▸ Task statement: From the listing below, copy each line that holds "wooden".

▸ Records for the exercise:
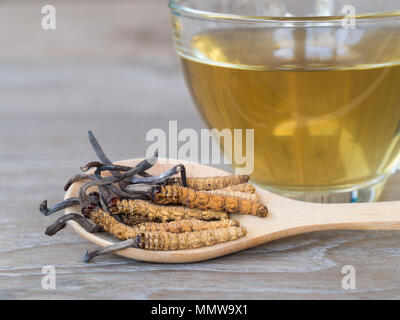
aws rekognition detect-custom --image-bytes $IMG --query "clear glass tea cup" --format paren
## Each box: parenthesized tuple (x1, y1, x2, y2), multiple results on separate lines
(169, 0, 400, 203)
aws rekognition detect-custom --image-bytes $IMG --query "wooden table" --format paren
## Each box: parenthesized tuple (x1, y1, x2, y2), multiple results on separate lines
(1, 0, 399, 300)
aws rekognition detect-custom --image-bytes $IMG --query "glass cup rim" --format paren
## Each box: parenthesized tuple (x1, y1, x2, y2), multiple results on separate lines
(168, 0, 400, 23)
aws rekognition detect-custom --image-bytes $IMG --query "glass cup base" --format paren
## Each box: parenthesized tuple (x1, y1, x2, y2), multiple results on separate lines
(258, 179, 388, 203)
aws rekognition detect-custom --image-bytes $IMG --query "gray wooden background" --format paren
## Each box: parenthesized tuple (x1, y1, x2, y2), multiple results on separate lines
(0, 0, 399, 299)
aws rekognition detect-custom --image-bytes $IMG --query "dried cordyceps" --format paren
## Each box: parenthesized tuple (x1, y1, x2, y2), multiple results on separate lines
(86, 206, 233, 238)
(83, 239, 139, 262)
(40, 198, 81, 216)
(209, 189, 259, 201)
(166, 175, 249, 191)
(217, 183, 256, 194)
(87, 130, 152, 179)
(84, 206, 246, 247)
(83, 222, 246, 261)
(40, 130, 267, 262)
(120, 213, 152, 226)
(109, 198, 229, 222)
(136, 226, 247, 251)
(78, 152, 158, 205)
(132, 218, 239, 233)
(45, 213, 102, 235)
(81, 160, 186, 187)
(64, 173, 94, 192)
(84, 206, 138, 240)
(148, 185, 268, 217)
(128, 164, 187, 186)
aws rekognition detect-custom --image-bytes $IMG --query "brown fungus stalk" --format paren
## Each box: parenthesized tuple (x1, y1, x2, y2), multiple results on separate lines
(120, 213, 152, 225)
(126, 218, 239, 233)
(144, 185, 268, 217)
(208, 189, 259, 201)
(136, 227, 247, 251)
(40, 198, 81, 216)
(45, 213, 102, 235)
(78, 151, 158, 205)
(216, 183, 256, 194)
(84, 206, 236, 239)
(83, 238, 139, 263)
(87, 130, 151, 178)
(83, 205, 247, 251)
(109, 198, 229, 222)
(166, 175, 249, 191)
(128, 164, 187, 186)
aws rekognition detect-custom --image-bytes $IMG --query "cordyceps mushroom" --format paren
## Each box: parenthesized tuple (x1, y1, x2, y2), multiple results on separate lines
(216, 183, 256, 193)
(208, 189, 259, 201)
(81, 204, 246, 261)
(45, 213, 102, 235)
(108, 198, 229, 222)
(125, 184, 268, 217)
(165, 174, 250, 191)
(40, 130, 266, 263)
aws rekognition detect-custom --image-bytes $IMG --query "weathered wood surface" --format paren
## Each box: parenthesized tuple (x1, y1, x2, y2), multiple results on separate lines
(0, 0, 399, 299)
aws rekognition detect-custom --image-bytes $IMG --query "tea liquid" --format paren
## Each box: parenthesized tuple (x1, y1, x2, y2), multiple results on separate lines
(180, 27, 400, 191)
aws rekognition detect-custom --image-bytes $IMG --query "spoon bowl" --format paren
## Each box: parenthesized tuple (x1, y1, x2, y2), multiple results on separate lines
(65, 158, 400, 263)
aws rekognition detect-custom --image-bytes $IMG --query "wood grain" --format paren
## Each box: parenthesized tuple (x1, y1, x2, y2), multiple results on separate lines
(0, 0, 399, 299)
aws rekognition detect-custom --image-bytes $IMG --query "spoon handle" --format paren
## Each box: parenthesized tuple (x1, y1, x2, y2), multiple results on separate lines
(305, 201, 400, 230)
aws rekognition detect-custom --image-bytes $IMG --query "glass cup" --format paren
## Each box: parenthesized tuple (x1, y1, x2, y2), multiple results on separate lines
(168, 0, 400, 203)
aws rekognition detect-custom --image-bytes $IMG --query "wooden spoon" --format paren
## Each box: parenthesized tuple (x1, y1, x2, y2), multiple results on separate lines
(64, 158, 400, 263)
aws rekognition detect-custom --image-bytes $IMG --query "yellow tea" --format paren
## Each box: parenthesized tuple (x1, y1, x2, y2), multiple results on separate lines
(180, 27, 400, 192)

▸ Solution for this problem:
aws rekognition detect-custom --image-bytes $IMG --query "wooden table" --format paren
aws rekognition detect-custom --image-bytes $IMG --query "gray wooden background" --format paren
aws rekognition detect-custom --image-bytes $IMG --query "wooden spoon" --format paren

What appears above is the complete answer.